### [TAREFAS]
1. Edite o texto sobre o documentário de Christopher Reeve, reproduzindo tudo desde "O documentário sobre" até "de um ator.", com "documentário" substituído por "longa-metragem".
2. Prossiga com o texto sobre o documentário de Christopher Reeve a partir do ponto em que ele termina.

### [TRECHO DA PÁGINA]
-*-
O documentário sobre a vida de Christopher Reeve pode até ter um formato bastante tradicional, mas tem momentos que pegam tanto a gente pelas emoções, que é difícil não vê-lo como muito especial. E o filme não chega a ser apelativo, focando por demais na tragédia do ator, uma vez que aquilo que é relatado é parte do que aconteceu de fato. Tanto que a gente até percebe que as idas e vindas no tempo ajudam a tornar o filme menos pesado. Ora estamos vendo Reeve lutando na sua nova condição de homem tetraplégico, ora o foco continua a ser sua história como ator de cinema nos anos 70/80/90, que não chegou a engrenar muito, a não ser quando ele encarnava o mais icônico super-herói da DC, o que não deixa de ser algo de certa forma dramático na vida de um ator.

Há quem lembre de seu papel em ARMADILHA MORTAL (1982), por ter um grande cineasta atrás das câmeras, Sidney Lumet, e também do drama romântico EM ALGUM LUGAR DO PASSADO (1980), de Jeannot Szwarc. Também costumam lembrar de um filme que foi lançado seis dias antes do acidente de Reeve, em que ele, coincidentemente, interpreta um policial que fica paralisado depois de um tiro. O filme se chama SEM SUSPEITA (1995), de Steven Schachter, e é hoje pouco lembrado, a não ser por essa curiosidade sinistra. E é algo lamentável, já que Reeve, já em SUPERMAN, se mostrava um excelente ator, uma vez que interpretava praticamente duas pessoas de personalidades distintas, saindo de uma e entrando na outra em segundos, apenas tirando ou colocando os óculos.
-*-
Itens armazenados:
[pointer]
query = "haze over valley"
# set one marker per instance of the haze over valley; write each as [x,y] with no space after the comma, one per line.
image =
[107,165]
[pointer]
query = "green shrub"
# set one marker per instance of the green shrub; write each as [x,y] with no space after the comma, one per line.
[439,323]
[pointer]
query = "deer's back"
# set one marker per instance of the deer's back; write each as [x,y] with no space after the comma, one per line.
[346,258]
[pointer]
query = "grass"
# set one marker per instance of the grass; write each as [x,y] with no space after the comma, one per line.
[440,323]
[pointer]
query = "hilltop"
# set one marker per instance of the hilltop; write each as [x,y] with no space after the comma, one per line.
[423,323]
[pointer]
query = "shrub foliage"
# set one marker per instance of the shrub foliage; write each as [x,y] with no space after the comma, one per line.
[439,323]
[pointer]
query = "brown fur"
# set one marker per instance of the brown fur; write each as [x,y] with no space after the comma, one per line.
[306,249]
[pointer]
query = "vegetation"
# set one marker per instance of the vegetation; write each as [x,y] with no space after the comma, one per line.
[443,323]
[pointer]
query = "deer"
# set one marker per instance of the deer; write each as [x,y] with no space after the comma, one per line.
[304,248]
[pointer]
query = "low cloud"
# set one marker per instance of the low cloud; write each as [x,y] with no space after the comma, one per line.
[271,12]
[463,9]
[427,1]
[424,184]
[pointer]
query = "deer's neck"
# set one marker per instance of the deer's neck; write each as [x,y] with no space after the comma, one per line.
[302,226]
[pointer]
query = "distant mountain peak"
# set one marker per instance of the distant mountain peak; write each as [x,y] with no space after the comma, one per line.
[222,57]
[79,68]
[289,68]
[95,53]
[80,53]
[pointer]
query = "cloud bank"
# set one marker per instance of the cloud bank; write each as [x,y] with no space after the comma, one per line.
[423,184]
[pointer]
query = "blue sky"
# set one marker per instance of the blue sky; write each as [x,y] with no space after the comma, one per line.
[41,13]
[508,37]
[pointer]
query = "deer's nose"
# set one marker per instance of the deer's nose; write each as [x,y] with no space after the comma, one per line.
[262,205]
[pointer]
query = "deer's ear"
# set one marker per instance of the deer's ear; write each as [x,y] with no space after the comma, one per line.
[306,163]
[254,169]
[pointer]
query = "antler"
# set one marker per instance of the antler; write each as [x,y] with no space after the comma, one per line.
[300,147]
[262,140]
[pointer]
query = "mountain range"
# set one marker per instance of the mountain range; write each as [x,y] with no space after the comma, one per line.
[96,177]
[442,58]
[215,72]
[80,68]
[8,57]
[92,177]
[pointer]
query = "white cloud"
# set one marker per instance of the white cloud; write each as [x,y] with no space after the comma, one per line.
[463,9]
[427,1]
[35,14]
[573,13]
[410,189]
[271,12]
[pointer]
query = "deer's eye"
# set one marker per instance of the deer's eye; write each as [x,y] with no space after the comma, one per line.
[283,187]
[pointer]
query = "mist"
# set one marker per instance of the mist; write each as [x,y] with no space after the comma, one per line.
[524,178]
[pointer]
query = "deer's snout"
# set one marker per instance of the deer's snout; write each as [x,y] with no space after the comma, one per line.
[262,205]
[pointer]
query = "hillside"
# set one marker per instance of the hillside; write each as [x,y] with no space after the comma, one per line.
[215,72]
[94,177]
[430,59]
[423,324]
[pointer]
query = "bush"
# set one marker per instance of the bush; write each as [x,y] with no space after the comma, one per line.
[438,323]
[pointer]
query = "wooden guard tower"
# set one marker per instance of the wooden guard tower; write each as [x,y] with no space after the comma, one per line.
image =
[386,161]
-*-
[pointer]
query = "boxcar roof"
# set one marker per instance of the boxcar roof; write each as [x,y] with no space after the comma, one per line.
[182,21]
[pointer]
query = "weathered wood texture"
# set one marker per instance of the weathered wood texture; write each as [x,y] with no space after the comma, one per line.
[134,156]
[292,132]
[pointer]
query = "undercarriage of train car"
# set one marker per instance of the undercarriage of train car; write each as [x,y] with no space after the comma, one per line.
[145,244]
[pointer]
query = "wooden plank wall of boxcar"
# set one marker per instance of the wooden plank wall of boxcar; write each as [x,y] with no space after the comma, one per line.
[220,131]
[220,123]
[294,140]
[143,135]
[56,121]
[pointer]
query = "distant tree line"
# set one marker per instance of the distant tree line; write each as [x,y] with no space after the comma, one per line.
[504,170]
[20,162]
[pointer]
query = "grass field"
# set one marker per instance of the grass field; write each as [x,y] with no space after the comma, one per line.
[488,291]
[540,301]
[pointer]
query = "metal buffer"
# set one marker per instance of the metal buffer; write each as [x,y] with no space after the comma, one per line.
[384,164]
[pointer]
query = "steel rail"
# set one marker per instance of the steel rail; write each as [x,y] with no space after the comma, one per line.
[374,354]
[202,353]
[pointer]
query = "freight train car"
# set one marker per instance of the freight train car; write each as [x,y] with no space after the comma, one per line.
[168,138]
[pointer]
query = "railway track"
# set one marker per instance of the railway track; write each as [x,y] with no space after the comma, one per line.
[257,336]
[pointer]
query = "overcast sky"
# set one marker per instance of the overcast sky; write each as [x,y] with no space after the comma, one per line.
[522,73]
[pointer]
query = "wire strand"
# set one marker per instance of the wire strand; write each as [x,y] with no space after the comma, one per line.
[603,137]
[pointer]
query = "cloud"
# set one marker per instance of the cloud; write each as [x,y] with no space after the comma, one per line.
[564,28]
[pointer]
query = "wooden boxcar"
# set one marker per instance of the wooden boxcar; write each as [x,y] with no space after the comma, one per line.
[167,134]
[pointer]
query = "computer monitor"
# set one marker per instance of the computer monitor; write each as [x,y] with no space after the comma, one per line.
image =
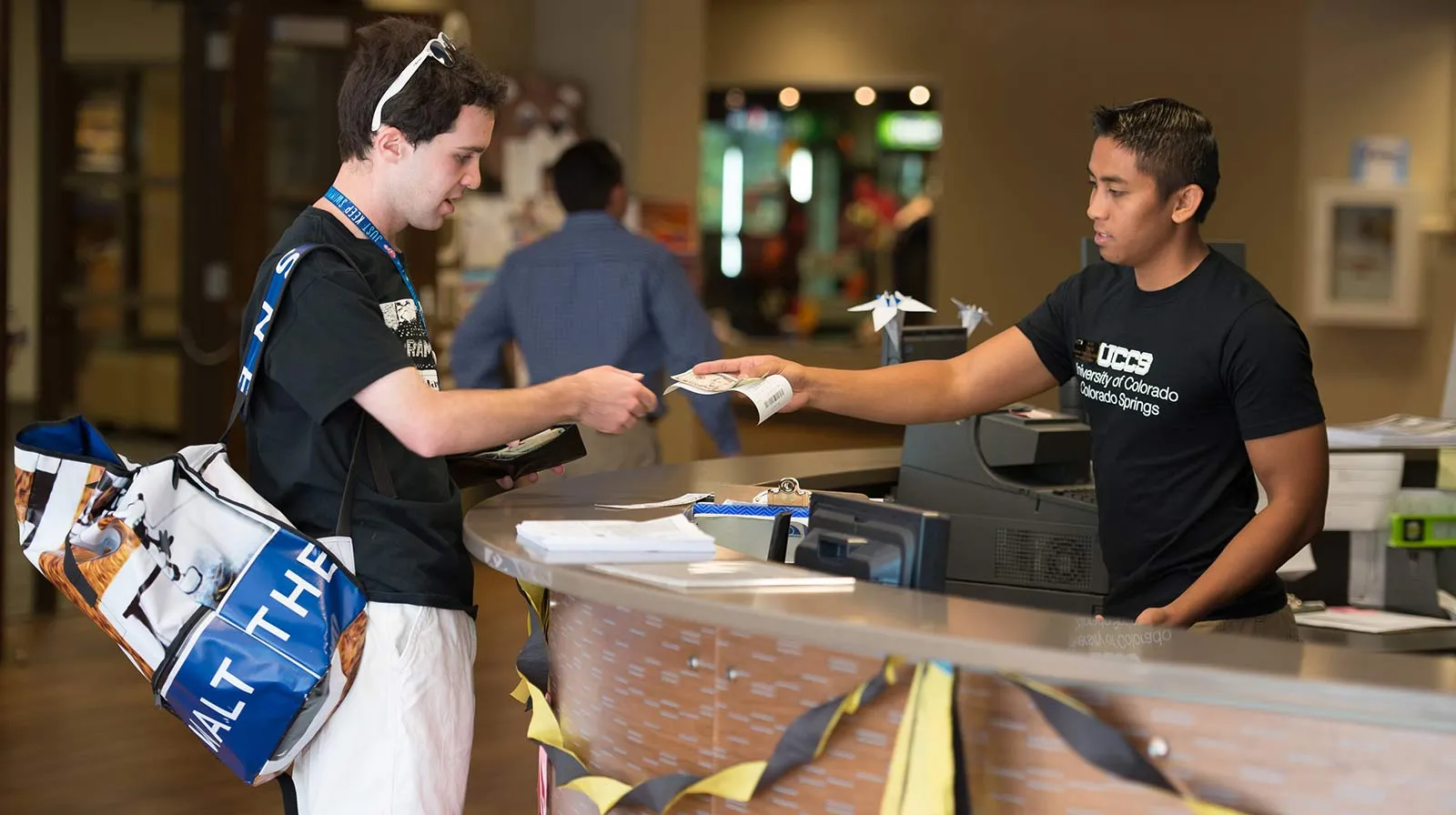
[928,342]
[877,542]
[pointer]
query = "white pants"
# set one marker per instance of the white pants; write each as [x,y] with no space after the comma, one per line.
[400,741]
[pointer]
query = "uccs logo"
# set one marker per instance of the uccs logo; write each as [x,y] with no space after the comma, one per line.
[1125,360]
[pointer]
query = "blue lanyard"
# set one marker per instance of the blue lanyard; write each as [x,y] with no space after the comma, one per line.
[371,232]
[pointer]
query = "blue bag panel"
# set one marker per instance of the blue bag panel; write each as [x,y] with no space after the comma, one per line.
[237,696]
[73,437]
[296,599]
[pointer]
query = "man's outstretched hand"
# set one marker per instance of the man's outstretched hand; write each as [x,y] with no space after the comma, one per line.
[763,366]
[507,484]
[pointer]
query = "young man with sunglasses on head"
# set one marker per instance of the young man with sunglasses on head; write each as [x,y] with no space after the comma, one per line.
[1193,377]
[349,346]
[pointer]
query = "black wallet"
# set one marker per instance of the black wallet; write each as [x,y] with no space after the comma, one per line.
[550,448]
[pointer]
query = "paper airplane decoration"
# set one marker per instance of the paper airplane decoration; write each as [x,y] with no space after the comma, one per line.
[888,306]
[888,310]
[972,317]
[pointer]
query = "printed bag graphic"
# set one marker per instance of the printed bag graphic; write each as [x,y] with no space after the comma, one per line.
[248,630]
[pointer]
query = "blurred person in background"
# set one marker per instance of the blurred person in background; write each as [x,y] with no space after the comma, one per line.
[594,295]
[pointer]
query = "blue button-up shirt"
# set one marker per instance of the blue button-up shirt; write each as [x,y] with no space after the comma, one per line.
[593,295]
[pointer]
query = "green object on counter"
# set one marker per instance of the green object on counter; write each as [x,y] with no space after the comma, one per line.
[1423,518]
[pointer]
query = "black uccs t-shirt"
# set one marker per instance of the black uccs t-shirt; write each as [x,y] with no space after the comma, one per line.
-*-
### [RESPOSTAS]
1.
O longa-metragem sobre a vida de Christopher Reeve pode até ter um formato bastante tradicional, mas tem momentos que pegam tanto a gente pelas emoções, que é difícil não vê-lo como muito especial. E o filme não chega a ser apelativo, focando por demais na tragédia do ator, uma vez que aquilo que é relatado é parte do que aconteceu de fato. Tanto que a gente até percebe que as idas e vindas no tempo ajudam a tornar o filme menos pesado. Ora estamos vendo Reeve lutando na sua nova condição de homem tetraplégico, ora o foco continua a ser sua história como ator de cinema nos anos 70/80/90, que não chegou a engrenar muito, a não ser quando ele encarnava o mais icônico super-herói da DC, o que não deixa de ser algo de certa forma dramático na vida de um ator.

2.
Vendo o documentário, percebi que havia quase me esquecido do momento que ele foi aplaudido de pé na festa do Oscar, em 1996, doze meses após o acidente. Foi de fato um momento de arrepiar. E vendo no filme, sabendo dos bastidores, e sabendo de sua amizade com Robin Williams e toda a logística para possibilitar sua aparição na festa, esse momento passa a ganhar ainda mais significado. Aliás, as aparições de Robin Williams no filme sempre me trazem um misto de alegria e tristeza. Ele, um homem que escondia sua condição de depressivo com a figura de uma pessoa sempre brincalhona e que estava presente para fazer as pessoas rirem, é alguém que ficou completamente devastado com a partida do amigo, como dá para perceber claramente em seu discurso no velório de Reeve.

E o que é o momento em que o filho caçula lê um texto escrito por sua mãe, a esposa de Reeve? É como se o filme, naquele instante, nos convidasse a também olhar para o drama daquela mulher, tirando o foco da ironia de se ter um super-homem quebrado e totalmente dependente da ajuda dos outros. O discurso de Dana no funeral do marido é também de nos deixar desidratados. Depois de Reeve, ela passa a ser a personagem mais importante do filme, representando o grande amor da vida do ator.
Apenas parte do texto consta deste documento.